*What this task involves*. Below are the records; copy each line in which "dark" occurs.

- Opening Delimiter -

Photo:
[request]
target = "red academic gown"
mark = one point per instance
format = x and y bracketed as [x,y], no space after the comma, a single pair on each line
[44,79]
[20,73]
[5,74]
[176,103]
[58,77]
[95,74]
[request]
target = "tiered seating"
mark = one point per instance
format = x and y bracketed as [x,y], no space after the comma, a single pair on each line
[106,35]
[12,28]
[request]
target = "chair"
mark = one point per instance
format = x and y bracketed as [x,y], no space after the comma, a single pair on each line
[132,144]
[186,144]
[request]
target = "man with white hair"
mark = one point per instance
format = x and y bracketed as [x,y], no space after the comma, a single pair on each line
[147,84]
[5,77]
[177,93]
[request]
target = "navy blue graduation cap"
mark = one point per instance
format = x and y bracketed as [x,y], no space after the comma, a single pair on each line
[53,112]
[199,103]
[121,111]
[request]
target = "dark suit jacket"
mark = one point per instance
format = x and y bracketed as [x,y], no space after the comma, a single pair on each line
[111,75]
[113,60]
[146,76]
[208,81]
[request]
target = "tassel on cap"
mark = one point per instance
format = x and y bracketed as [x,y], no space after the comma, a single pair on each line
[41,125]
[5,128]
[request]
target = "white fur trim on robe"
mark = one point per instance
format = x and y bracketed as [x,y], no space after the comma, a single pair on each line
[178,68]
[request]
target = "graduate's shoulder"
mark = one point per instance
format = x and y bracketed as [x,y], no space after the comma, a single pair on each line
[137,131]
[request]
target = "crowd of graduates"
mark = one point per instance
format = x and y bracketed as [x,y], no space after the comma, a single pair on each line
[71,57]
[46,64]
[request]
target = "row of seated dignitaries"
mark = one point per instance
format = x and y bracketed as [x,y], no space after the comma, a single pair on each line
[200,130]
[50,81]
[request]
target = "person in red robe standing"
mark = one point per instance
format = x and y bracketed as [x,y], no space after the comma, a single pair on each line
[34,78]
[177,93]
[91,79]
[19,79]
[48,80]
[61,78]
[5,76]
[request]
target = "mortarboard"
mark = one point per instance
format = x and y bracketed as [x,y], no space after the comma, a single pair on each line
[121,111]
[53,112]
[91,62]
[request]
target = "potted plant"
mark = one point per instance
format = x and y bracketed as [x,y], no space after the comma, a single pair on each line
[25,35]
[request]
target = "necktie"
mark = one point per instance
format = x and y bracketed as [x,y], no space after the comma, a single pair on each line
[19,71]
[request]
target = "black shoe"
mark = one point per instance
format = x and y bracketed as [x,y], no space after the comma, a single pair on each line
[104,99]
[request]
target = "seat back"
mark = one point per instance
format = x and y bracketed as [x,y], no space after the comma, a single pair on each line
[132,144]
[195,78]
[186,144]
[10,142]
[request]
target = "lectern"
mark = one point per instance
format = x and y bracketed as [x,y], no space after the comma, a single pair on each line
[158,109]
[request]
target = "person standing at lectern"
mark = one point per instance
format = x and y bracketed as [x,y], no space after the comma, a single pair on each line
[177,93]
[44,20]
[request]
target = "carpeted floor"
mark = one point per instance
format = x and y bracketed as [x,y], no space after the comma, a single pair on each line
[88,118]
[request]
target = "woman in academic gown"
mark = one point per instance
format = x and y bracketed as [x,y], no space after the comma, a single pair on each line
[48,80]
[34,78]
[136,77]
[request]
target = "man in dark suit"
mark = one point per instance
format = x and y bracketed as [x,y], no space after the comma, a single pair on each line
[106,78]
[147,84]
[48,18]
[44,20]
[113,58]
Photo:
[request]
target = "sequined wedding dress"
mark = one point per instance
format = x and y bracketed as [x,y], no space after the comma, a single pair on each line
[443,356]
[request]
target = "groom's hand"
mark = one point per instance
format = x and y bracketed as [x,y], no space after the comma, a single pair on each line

- Closing Delimiter -

*Completed task*.
target = "dark suit jacket"
target = "man in dark suit"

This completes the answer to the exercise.